TEXT SEGMENT

Prepared Statement of
Mark A. Stokes
Executive Director
Project 2049 Institute
Before
The U.S.-China Economic and Security Review Commission
Hearing on Taiwan-China:
Recent Economic, Political, and Military Developments across the Strait, and Implications for the United States
Thursday, March 18, 2010
Room 562, Dirksen Senate Office Building
Mr. Chairman, thank you for the opportunity to participate in today’s hearing on a topic that is important to U.S. interests in peace and stability in the Asia-Pacific region. It is an honor to testify here today.
A proper starting point is a brief review of the Taiwan Relations Act (TRA). The TRA highlights the U.S. expectation that Taiwan’s future will be determined by peaceful means, considers non-peaceful solutions a challenge to regional peace and security, provides the basis for U.S. provision of arms of defensive character, and the need to maintain the capacity of the United States to resist any resort to force or other forms of coercion that jeopardize the security, or social or economic system of Taiwan.
At the same time, healthy and constructive relations between the United States and People’s Republic of China (PRC) are important and founded upon understandings outlined in the three Joint Communiqués. An important yet often overlooked aspect of these understandings is an assumption of Beijing’s commitment to a peaceful approach to resolving its political differences with Taiwan. However, fundamental differences exist over what constitutes a peaceful approach. Beijing views its military posture as ensuring a peaceful approach in part by deterring what it perceives as moves on Taiwan toward de jure independence. However, successive U.S. administrations have defined a peaceful approach in terms of the nature of the PRC military posture arrayed against toward Taiwan. As a result, U.S. sales of defense articles and services in accordance with the TRA are driven by the nature of the military challenge that the PRC poses to Taiwan.

RECORD SET
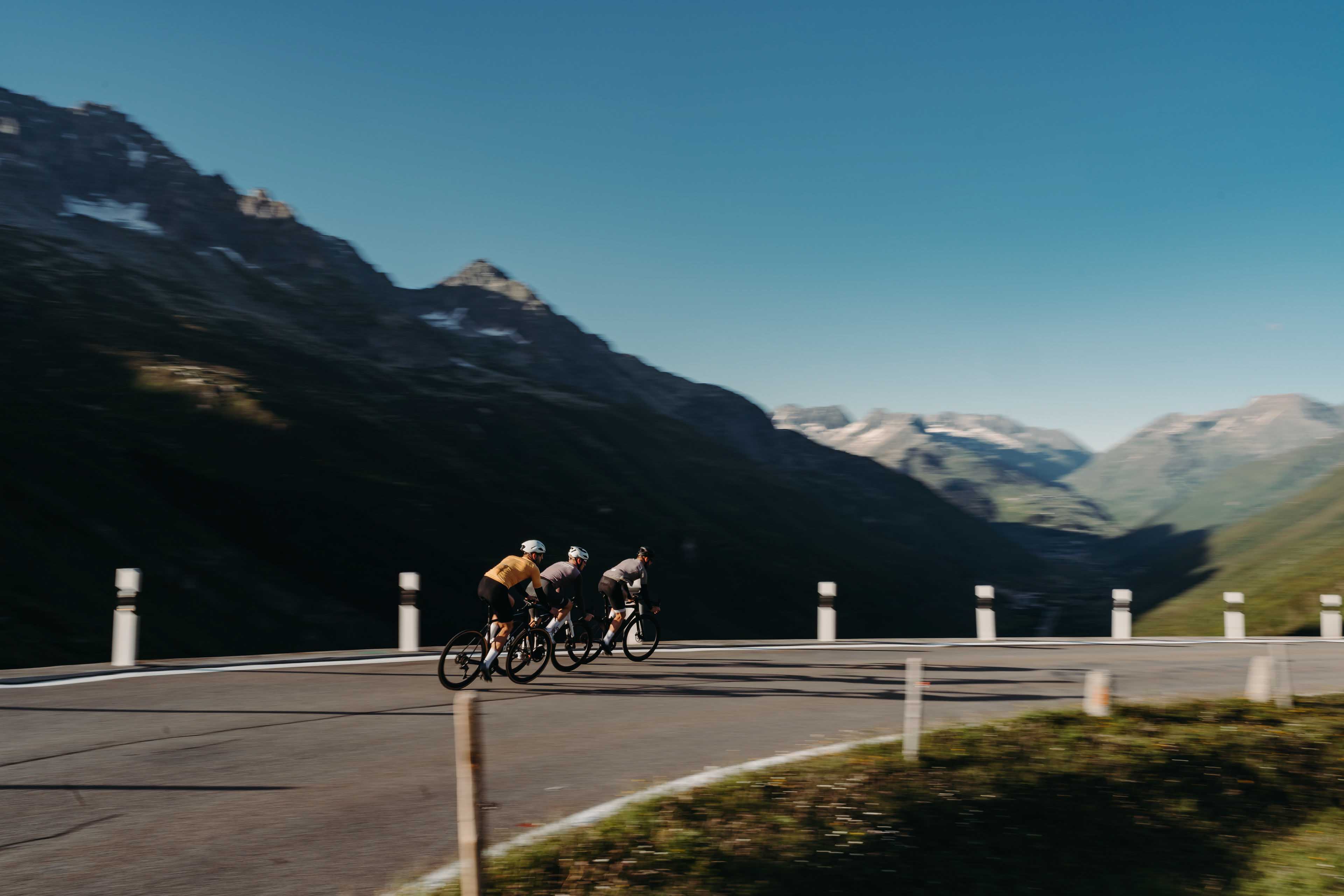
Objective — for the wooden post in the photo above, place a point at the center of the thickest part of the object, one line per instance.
(986, 613)
(1097, 692)
(1234, 621)
(1120, 617)
(467, 737)
(408, 619)
(826, 611)
(915, 708)
(126, 624)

GIVEN EXERCISE
Copy word for word the passage of the prepared statement from "Prepared Statement of" up to and including "testify here today.". The prepared statement is all you need; the records play no part here.

RESPONSE TO THE TASK
Prepared Statement of
Mark A. Stokes
Executive Director
Project 2049 Institute
Before
The U.S.-China Economic and Security Review Commission
Hearing on Taiwan-China:
Recent Economic, Political, and Military Developments across the Strait, and Implications for the United States
Thursday, March 18, 2010
Room 562, Dirksen Senate Office Building
Mr. Chairman, thank you for the opportunity to participate in today’s hearing on a topic that is important to U.S. interests in peace and stability in the Asia-Pacific region. It is an honor to testify here today.